今回認定されたアートピースランプの「テッセルーチェ」。
「吹きガラス工芸と光学技術を融合した新たなアートのかたちを探求する」というコンセプトのもと、3つの特長を備えました。

〈ヴェトロ・ア・レッティチェッロがもたらす造形美〉
シェード(カバー)部分には吹きガラスが用いられていますが、イタリアのヴェネツィアで生まれた歴史的技法である「ヴェトロ・ア・レッティチェッロ」を採用し、吹きガラスそのものの妙なる曲線美はもちろん、ガラスの素材内部に包含された精妙な網目文様と気泡は、芸術的な価値を高めています。

〈内部の輝き/外部の陰影〉
ガラスシェードの内部空間には優美なあかりが灯ります。しかし、輝く部分には光源のLEDはありません。ガラスシェードの内面反射を利用して一点に光を集め、そこで発光しているかのように見せている虚像の輝きなのです。
そして、ガラスシェードを透過した光は、ガラスの素材内部に包含された網目文様と気泡により、外周部に繊細な螺旋状の陰影を映し出します。

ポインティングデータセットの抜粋
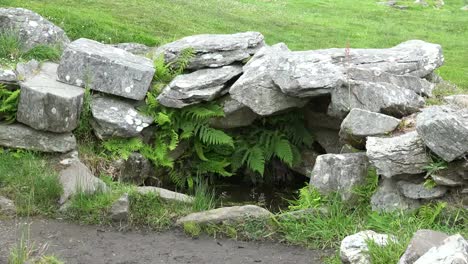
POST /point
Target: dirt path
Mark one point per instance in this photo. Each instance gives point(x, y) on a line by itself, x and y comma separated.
point(95, 245)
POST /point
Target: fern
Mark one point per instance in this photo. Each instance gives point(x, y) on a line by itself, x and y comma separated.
point(8, 104)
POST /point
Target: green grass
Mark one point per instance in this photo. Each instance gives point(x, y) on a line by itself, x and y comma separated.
point(301, 24)
point(26, 178)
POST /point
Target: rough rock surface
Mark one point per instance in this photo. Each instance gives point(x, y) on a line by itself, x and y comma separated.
point(381, 97)
point(46, 104)
point(422, 241)
point(78, 178)
point(419, 191)
point(256, 88)
point(445, 131)
point(166, 194)
point(136, 169)
point(134, 48)
point(213, 50)
point(113, 117)
point(199, 86)
point(120, 209)
point(404, 154)
point(235, 115)
point(7, 207)
point(23, 137)
point(226, 214)
point(106, 69)
point(353, 249)
point(33, 29)
point(453, 250)
point(339, 173)
point(388, 198)
point(360, 124)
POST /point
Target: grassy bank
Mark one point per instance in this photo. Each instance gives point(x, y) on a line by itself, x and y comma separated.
point(301, 24)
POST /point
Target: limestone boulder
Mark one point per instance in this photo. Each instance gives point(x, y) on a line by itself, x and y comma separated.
point(106, 69)
point(226, 214)
point(339, 173)
point(33, 29)
point(199, 86)
point(114, 117)
point(23, 137)
point(213, 50)
point(403, 154)
point(49, 105)
point(359, 124)
point(256, 88)
point(445, 131)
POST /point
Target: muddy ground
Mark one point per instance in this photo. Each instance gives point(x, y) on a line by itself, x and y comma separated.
point(75, 244)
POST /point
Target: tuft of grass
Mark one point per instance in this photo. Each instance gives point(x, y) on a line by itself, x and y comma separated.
point(26, 178)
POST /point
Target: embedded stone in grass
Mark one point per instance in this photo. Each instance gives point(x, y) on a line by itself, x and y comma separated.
point(23, 137)
point(355, 250)
point(213, 50)
point(77, 178)
point(114, 117)
point(46, 104)
point(165, 194)
point(403, 154)
point(339, 173)
point(359, 124)
point(196, 87)
point(226, 214)
point(106, 69)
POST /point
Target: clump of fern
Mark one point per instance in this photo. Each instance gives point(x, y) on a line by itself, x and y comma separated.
point(8, 104)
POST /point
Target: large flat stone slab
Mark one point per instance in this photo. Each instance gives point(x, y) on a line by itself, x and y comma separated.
point(23, 137)
point(106, 69)
point(213, 50)
point(49, 105)
point(196, 87)
point(113, 117)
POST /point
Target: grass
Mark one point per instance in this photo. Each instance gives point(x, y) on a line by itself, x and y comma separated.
point(301, 24)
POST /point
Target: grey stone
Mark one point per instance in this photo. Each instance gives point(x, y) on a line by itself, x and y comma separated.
point(235, 115)
point(339, 173)
point(328, 139)
point(445, 131)
point(46, 104)
point(403, 154)
point(354, 248)
point(202, 85)
point(33, 29)
point(308, 159)
point(388, 198)
point(419, 191)
point(359, 124)
point(120, 209)
point(375, 97)
point(307, 74)
point(26, 70)
point(134, 48)
point(226, 214)
point(106, 69)
point(256, 88)
point(136, 169)
point(422, 241)
point(165, 194)
point(114, 117)
point(453, 250)
point(458, 100)
point(7, 207)
point(77, 178)
point(416, 84)
point(213, 50)
point(23, 137)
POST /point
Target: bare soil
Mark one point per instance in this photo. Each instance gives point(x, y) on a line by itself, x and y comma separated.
point(74, 243)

__やること__:
1. ランプ「テッセルーチェ」の紹介文を2文でまとめてください。
2. ランプ「テッセルーチェ」の紹介文をもとに、次の問いに答えてください。
(a) シェードに採用された技法「ヴェトロ・ア・レッティチェッロ」は、どこで生まれたものですか。
(b) ガラスシェードの中で輝いて見える部分に、光源のLEDはありますか。
(c) シェードを透過した光は、外周部にどんな形の陰影を映し出しますか。

__答え__:
1. 「テッセルーチェ」は、吹きガラス工芸と光学技術を融合した新たなアートのかたちを探求するというコンセプトのもとで作られたアートピースランプで、シェードにはイタリアのヴェネツィアで生まれた技法「ヴェトロ・ア・レッティチェッロ」が使われています。シェードの内側で輝いて見える光は、そこにLEDがあるのではなく、内面反射で一点に集めた光による虚像で、シェードを通った光はガラス内部の網目文様と気泡によって外周部に繊細な螺旋状の陰影を映し出します。

2.
(a) イタリアのヴェネツィア
(b) ありません。
(c) 繊細な螺旋状の陰影